## TRECHO DE ORIGEM

"""

CONSIDERAÇÕES FINAIS
Não basta criar leis que, na prática, tornam-se ociosas. É preciso fazer com que o comando insculpido na norma seja efetivado. As políticas públicas, calcadas em discursos políticos de pura retórica, não estão sendo capazes de fazer com que o direito fundamental à educação seja efetivamente implementado. Muito se fala, muito se escreve, mas pouco se faz. Seja com relação à falta de valorização dos profissionais da educação, seja na falta de eficácia das normas cogentes em relação ao poder público, aos educandos e aos responsáveis, que, escondendo-se atrás de inúmeras desculpas (ou que sejam até verdades) não participam efetivamente da vida escolar dos filhos e tudo fica por isso mesmo. É preciso que toda a sociedade, além dos órgãos governamentais de execução das políticas públicas, ponha em prática aquilo que Içame Tiba chama de “Educação a seis mãos” (TIBA, 2006, p. 151).

"""

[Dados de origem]
"""

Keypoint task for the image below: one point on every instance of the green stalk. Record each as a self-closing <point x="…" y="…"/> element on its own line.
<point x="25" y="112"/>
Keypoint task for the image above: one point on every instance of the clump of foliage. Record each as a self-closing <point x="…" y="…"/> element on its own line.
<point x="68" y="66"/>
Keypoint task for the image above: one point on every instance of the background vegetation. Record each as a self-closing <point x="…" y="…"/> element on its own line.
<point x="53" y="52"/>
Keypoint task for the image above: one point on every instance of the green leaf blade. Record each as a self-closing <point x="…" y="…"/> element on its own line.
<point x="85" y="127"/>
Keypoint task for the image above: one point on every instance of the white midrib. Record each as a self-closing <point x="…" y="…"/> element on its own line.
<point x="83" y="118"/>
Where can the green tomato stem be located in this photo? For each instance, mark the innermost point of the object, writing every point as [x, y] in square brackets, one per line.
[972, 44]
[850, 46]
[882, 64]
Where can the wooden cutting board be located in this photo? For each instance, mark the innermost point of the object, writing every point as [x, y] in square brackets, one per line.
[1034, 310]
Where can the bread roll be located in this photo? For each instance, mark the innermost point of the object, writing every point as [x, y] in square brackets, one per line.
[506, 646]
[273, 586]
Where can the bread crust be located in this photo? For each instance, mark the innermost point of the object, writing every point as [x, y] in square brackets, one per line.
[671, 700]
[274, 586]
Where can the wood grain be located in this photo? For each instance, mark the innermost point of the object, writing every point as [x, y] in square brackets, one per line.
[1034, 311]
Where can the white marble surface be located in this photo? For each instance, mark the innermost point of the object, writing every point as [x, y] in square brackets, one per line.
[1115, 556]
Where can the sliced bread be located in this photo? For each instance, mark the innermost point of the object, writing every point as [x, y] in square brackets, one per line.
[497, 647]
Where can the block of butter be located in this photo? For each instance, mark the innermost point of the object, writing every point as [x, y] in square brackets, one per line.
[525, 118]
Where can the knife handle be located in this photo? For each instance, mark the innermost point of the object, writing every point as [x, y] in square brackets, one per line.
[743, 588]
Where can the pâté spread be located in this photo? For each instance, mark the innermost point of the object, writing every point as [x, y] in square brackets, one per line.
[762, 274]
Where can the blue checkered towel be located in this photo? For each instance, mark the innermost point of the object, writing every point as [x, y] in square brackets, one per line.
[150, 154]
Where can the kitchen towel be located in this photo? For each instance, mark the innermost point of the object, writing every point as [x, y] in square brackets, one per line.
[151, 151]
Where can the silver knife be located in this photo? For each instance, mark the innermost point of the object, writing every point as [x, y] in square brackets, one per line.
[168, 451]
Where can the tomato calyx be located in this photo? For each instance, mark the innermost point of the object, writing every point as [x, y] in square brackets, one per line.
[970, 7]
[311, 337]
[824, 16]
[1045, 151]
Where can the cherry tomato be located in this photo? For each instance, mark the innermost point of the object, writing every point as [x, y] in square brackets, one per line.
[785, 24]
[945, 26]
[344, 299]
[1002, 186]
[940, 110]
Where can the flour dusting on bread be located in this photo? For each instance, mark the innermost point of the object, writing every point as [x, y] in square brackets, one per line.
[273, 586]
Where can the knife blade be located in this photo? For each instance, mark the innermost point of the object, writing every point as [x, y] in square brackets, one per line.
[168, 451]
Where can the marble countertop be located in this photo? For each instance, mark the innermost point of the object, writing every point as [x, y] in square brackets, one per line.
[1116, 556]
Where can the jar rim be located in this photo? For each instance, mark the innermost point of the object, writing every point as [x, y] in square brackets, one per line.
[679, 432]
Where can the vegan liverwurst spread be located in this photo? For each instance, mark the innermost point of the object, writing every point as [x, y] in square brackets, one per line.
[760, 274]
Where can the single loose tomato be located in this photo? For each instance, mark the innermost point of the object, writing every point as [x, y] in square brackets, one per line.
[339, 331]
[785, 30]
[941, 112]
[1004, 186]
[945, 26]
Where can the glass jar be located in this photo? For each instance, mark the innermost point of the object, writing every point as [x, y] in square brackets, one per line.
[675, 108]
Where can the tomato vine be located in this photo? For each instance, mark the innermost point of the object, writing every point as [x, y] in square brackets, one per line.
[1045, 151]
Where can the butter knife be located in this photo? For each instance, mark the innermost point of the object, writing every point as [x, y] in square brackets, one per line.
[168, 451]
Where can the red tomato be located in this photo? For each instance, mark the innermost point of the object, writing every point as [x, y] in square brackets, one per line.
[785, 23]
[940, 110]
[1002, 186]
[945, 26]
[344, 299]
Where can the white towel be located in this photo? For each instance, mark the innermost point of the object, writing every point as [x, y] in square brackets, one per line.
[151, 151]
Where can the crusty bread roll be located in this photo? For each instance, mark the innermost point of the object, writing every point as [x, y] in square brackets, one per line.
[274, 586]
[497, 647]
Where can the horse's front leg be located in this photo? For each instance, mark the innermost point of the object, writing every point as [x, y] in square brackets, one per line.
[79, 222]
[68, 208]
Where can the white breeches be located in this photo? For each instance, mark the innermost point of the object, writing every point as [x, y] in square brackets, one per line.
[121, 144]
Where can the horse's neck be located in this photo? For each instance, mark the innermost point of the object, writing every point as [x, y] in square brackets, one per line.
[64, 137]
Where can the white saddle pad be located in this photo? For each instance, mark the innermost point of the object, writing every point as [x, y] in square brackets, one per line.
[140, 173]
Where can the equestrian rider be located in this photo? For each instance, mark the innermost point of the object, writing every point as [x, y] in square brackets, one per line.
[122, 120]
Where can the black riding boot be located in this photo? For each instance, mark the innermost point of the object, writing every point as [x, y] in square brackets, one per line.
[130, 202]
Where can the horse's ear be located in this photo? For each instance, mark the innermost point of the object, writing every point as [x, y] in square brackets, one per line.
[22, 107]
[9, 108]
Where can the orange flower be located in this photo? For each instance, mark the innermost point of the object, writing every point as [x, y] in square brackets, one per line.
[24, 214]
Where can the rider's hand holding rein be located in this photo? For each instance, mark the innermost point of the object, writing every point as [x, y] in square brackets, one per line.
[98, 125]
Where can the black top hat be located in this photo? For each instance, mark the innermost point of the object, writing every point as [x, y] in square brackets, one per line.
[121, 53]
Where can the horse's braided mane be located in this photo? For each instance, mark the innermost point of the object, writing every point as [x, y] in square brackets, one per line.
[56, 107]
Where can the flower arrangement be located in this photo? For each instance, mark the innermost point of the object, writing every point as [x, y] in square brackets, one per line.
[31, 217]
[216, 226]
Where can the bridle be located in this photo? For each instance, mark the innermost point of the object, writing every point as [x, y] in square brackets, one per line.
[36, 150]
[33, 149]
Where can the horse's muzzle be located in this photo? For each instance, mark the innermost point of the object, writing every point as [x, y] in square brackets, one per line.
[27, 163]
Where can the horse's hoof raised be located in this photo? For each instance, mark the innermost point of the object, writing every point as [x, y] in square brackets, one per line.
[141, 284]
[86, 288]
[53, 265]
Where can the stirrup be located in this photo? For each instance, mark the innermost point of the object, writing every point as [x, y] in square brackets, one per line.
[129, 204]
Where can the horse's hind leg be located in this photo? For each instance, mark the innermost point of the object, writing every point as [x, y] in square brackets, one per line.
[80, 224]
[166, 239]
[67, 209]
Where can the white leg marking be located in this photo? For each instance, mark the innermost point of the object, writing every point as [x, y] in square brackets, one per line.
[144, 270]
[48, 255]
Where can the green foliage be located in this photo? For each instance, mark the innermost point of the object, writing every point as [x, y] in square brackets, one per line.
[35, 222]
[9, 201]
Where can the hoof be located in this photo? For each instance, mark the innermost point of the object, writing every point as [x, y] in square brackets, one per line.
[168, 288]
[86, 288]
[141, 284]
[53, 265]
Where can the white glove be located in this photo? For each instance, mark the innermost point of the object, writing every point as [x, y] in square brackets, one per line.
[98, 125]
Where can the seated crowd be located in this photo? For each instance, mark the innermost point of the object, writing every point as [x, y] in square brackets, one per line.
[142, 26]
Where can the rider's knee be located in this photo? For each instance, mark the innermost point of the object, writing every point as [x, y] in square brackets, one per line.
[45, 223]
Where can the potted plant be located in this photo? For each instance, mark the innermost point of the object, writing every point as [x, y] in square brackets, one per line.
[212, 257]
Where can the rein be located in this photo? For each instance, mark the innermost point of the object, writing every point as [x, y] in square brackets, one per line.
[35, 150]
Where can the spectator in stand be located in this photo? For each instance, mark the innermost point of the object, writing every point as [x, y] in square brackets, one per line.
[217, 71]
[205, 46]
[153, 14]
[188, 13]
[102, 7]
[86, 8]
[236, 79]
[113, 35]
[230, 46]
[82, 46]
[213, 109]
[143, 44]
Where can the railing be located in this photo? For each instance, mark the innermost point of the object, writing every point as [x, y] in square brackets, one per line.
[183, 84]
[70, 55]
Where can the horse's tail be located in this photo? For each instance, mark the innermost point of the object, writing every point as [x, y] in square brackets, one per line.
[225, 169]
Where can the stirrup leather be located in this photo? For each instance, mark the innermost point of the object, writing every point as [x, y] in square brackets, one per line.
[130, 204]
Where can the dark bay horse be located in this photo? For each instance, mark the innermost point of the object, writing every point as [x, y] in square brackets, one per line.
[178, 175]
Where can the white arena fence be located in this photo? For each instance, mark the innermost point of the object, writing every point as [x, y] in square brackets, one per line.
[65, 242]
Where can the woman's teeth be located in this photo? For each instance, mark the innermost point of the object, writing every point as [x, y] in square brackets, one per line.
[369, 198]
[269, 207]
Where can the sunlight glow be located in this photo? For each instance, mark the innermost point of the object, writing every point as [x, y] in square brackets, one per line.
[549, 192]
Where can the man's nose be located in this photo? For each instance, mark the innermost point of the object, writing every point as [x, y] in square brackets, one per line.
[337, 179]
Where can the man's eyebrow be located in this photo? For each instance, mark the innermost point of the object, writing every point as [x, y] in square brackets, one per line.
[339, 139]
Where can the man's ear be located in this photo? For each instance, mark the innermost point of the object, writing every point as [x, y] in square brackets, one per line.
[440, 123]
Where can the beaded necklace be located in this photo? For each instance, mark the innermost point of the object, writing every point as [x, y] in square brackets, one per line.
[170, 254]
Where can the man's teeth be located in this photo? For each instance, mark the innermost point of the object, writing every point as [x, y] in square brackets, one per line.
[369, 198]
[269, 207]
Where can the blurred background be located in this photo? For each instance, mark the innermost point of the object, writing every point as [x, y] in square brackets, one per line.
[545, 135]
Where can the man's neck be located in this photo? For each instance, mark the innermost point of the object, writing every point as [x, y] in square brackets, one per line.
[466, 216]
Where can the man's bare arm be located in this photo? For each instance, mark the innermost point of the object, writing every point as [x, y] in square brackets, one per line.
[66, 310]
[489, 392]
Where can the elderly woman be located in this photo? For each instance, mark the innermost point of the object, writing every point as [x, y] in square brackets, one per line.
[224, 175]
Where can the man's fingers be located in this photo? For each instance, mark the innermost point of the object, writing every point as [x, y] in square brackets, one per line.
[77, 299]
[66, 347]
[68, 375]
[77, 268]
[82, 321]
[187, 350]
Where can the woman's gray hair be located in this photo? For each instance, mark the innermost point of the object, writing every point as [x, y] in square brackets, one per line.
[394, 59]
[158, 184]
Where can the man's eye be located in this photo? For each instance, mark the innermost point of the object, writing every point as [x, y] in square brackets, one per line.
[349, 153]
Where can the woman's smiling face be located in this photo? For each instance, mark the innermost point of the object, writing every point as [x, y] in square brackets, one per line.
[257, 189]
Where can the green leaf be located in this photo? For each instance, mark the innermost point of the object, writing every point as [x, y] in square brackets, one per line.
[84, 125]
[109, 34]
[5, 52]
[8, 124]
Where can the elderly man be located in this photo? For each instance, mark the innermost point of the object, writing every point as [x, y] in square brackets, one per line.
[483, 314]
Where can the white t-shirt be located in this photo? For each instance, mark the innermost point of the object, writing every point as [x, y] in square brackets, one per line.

"""

## TAREFAS
**A)** Selecione todas as linhas da listagem que contêm a palavra "black".
**B)** Dê continuidade ao texto sobre o direito à educação, começando logo após a última frase.

## RESPOSTAS POR TAREFA
**A)**
Where can the black riding boot be located in this photo? For each instance, mark the innermost point of the object, writing every point as [x, y] in square brackets, one per line.
Where can the black top hat be located in this photo? For each instance, mark the innermost point of the object, writing every point as [x, y] in square brackets, one per line.

**B)**
Não se trata aqui, quando se fala em punir o responsável, obviamente, de defesa da ideia de punição apenas pelo ato de punir, mas punir com o objetivo de educar. Os diplomas legais que cuidam do tema trazem em seu bojo algumas formas de punição para aqueles que destoam daquilo que deles se espera e deles se exige. Mas até mesmo aquela que seria a ultima ratio não tem força coercitiva suficiente para fazer com que se cumpram as obrigações. Nem mesmo as penas administrativas impostas pelo ECA, que são mais pesadas, dado seu caráter de efetivação, têm conseguido fazer com que os responsáveis cumpram sua obrigação.
Parece, grosso modo, que falar em pena de 15 (quinze) dias a 1 (um) mês de detenção, ou multa, é uma afronta à inteligência da sociedade, pois é sabido que pena não superior a 2 (dois) anos não é aplicada, nos termos do artigo 77, do mesmo diploma legal – Código Penal brasileiro. Assim sendo, e em sendo somente esta a situação fática, ninguém será detido por abandono intelectual. Decorre daí – da certeza da impunidade – e até mesmo da falta de esclarecimento que permeia nossa sociedade, o desinteresse por parte da família em participar da vida escolar do filho. Na maioria das vezes nem sabe o nome do professor ou dos professores, não conhecem os gestores da escola etc.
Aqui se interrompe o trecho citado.